• **What needs to be done**:
Please copy the records below word for word, leaving out the pictures.

━━━━━ Rows ━━━━━

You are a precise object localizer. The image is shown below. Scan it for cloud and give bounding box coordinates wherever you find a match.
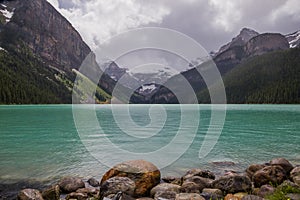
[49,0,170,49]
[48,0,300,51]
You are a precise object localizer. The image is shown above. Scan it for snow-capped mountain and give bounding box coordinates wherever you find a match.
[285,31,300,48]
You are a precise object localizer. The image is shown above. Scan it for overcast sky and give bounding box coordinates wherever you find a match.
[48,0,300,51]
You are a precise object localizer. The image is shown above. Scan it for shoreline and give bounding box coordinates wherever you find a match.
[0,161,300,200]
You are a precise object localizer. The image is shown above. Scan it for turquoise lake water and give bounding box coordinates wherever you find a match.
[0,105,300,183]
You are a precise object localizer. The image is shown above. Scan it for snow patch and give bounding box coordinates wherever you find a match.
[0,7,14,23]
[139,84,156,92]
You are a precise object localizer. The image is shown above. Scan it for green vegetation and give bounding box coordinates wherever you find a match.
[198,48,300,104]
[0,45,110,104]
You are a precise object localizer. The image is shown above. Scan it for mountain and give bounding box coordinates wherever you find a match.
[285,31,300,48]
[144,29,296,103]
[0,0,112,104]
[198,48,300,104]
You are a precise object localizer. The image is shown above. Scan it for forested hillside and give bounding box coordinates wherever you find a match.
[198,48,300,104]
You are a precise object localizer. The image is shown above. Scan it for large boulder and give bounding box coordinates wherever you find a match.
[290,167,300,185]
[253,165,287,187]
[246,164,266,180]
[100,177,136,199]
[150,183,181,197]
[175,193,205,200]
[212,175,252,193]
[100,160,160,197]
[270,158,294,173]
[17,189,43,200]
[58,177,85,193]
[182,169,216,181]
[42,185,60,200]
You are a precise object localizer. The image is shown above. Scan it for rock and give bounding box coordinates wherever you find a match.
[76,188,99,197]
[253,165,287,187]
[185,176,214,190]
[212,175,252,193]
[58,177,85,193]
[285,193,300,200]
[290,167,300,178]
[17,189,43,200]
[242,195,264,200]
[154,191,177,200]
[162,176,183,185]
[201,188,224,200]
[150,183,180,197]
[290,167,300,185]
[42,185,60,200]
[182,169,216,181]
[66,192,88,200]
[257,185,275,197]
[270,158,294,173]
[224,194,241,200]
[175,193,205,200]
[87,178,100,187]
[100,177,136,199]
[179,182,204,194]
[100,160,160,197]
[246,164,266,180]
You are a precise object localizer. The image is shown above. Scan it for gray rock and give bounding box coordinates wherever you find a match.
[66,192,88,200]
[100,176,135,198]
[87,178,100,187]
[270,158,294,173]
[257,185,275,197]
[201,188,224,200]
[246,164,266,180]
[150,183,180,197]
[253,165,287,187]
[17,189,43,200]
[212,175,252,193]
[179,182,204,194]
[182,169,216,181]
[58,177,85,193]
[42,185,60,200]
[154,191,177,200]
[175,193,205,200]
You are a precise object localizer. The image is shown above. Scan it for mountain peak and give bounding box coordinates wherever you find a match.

━━━━━

• **Response to this exercise**:
You are a precise object localizer. The image is shown below. Scan it for cloud and give bounding box coordinates wherever you find a match.
[49,0,170,49]
[48,0,300,51]
You are a precise object localizer. The image is shown above. Scan it for snow-capped mountain and give bounding box coordinates wherever you find a match.
[285,31,300,48]
You are a precise object localizer. The image is shown above. Scan it for overcast sky and give bounding box coordinates wherever you find a match.
[48,0,300,51]
You are a precise object localizer. The image is shown above. Scan it for shoreline and give bounding box coordinates wherever you find a match.
[0,161,300,200]
You are a precise object localizer. The image is shown above. Scan it for turquoise lake water and give bounding box coordinates wherever you find a match.
[0,105,300,183]
You are a precise object localizer. The image is shown above. Scan it for snow patch and give bounding box coordinates wherever you find a match.
[0,7,14,23]
[139,84,156,92]
You are a precise object localizer. The image is shown above. Scan it for green vegetation and give bounding box coordinates wherever you find a match.
[198,48,300,104]
[0,45,110,104]
You are a precise object localizer. The image is shown above. Scan it for mountain and give bounding box coordinates wherever you find a match.
[285,31,300,48]
[144,29,296,103]
[0,0,112,104]
[198,48,300,104]
You are a precise object localizer. The image is shown above. Scan it for forested hillside and give bounding box coordinates wherever you find a match.
[198,48,300,104]
You are a precise object localizer. The image is shown above. Scan it for large boulder and give bounding box coordinates wherever you find a match.
[290,167,300,185]
[253,165,287,187]
[246,164,266,180]
[100,177,136,199]
[150,183,181,197]
[175,193,205,200]
[212,175,252,193]
[100,160,160,197]
[270,158,294,173]
[17,189,43,200]
[58,177,85,193]
[182,169,216,181]
[42,185,60,200]
You are a precise object localizer. The image is shown above. Scan it for rock and give bounding box coordinates wherever you find a match.
[76,188,99,197]
[253,165,287,187]
[185,176,214,190]
[212,175,252,193]
[58,177,85,193]
[285,193,300,200]
[290,167,300,178]
[17,189,43,200]
[242,195,264,200]
[154,191,177,200]
[162,176,183,185]
[201,188,224,200]
[150,183,180,197]
[290,167,300,185]
[42,185,60,200]
[182,169,216,181]
[66,192,88,200]
[257,185,275,197]
[270,158,294,173]
[224,194,241,200]
[175,193,205,200]
[87,178,100,187]
[100,177,136,199]
[179,182,204,194]
[100,160,160,197]
[246,164,266,180]
You are a precise object localizer. The image is shown above. Scan it for gray rock and give bounding box coordinates wherever you find a match.
[66,192,88,200]
[100,176,135,198]
[87,178,100,187]
[270,158,294,173]
[257,185,275,197]
[201,188,224,200]
[246,164,266,180]
[150,183,180,197]
[253,165,287,187]
[17,189,43,200]
[212,175,252,193]
[179,182,204,194]
[182,169,216,181]
[58,177,85,193]
[42,185,60,200]
[154,191,177,200]
[175,193,205,200]
You are a precise object localizer. The image is shown above. Scan it for mountain peak and give bounding box coordinates wherever you find a match.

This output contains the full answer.